- _Challenge A_: In the listing, rewrite the stretch from the line containing "give the outline of every instance of the exposed" through the end of the listing, with "exposed rock" changed to "bare stone" and nothing else altered.

- _Excerpt_:

BABISM iii. Babism in Neyriz

 

BABISM

iii. Babism in Neyriz

Neyriz (Niriz) is a town in Fars south of Iran, located about 220 km southeast of Shiraz on the eastern side of Baḵtagān Lake. In the medieval period, the nesba “Neyrizi” is attested by Abu’l-ʿAbbās Fażl b. Ḥātem Neyrizi (d. ca. 309/921; cf. Masʿudi, p. 199), an astronomer and mathematician who wrote commentaries on the works of Ptolemy and Euclid (Hogendijk; O’Connor and Robertson; in Latin, called Anaritius: see Busard, p. xv), and Mirzā Aḥmad Neyrizi (d. 631/1233), a master calligrapher of the nasḵ style who produced over 100 Qorʾān manuscripts (Semsār). In the 19th century, notable buildings of the city were a bazaar, a bathhouse, a caravansary, and, above all, the Great Friday Mosque, which may have been built over an ancient Zoroastrian fire temple and dated back to 974 CE (Bosworth; Monazzah and Khazaei, pp. 302-5). Water flowed into the city through underground channels (qanāt).

- _Records shown_:
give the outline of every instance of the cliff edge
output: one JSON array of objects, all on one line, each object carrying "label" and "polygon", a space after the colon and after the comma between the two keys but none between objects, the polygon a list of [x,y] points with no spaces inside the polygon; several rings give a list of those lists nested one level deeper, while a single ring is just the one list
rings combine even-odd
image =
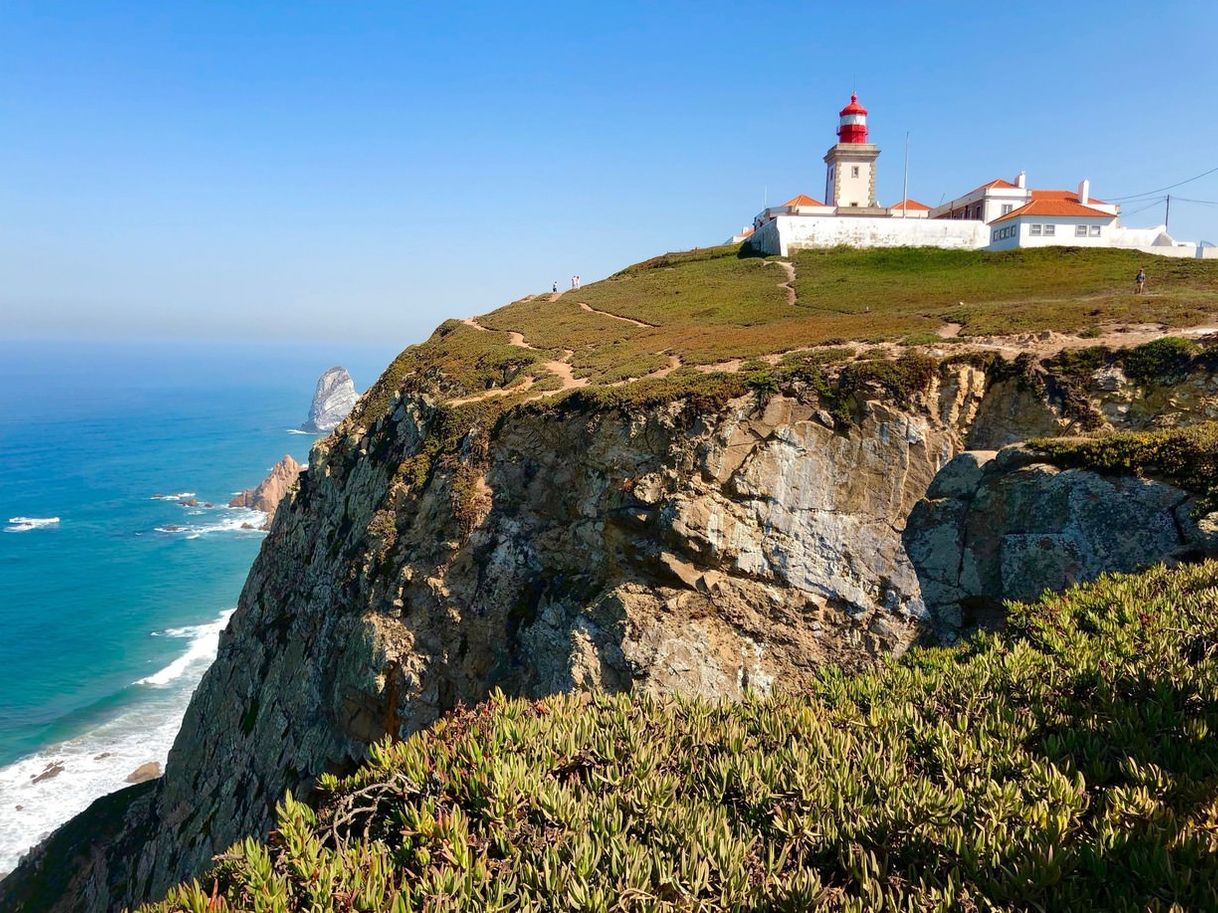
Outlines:
[{"label": "cliff edge", "polygon": [[279,505],[164,775],[0,907],[160,897],[495,689],[800,694],[950,642],[905,536],[957,454],[1218,414],[1212,264],[1129,324],[1122,252],[859,254],[669,254],[403,352]]}]

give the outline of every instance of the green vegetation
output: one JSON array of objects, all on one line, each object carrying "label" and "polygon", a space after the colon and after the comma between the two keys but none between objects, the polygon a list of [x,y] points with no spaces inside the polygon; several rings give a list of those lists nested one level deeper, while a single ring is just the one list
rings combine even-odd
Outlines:
[{"label": "green vegetation", "polygon": [[352,413],[356,425],[384,416],[398,392],[464,397],[492,387],[523,383],[526,376],[548,379],[541,368],[544,352],[510,345],[504,334],[477,330],[460,320],[445,320],[426,342],[400,354],[361,398]]},{"label": "green vegetation", "polygon": [[1164,336],[1127,349],[1121,355],[1121,364],[1129,379],[1138,383],[1162,383],[1184,375],[1199,352],[1200,348],[1188,340]]},{"label": "green vegetation", "polygon": [[[357,424],[384,415],[398,391],[464,398],[530,379],[533,394],[553,391],[559,381],[544,366],[553,360],[605,386],[674,365],[731,371],[739,360],[848,340],[952,346],[988,334],[1097,335],[1116,323],[1189,326],[1218,315],[1218,264],[1156,258],[1155,291],[1134,296],[1132,276],[1146,261],[1133,251],[1068,247],[837,248],[799,251],[790,261],[736,246],[669,253],[579,291],[515,301],[479,318],[482,330],[446,321],[395,360]],[[960,324],[959,338],[939,338],[946,324]],[[1130,363],[1132,376],[1157,376],[1183,355],[1147,354],[1145,364]],[[1079,408],[1085,416],[1085,402]]]},{"label": "green vegetation", "polygon": [[1218,422],[1096,437],[1038,438],[1029,446],[1060,466],[1161,478],[1200,494],[1202,509],[1218,510]]},{"label": "green vegetation", "polygon": [[150,912],[1218,907],[1218,562],[812,694],[463,710]]}]

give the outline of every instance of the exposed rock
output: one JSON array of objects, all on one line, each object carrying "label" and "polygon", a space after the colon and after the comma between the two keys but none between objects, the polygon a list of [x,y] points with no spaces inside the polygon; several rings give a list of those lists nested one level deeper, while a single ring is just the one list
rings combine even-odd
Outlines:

- _Challenge B_: Answer yes or no to each statement about the passage on Neyriz, and quote the words from the passage that settle it. (i) Neyriz lies on the western side of Baḵtagān Lake. (ii) Mirzā Aḥmad Neyrizi produced more than 100 Qorʾān manuscripts. (iii) Water reached the city through underground channels.

- _Result A_:
give the outline of every instance of the bare stone
output: one JSON array of objects, all on one line, each object carrying "label" and "polygon", a space after the colon and after the comma between the two keys but none between objects, the polygon a list of [x,y] points with no spaces inside the polygon; several rings give a list of those lists nested one level deeper, while a single ring is just the one list
rings combine even-odd
Outlines:

- _Result B_:
(i) No: "on the eastern side of Baḵtagān Lake"
(ii) Yes: "produced over 100 Qorʾān manuscripts"
(iii) Yes: "Water flowed into the city through underground channels (qanāt)"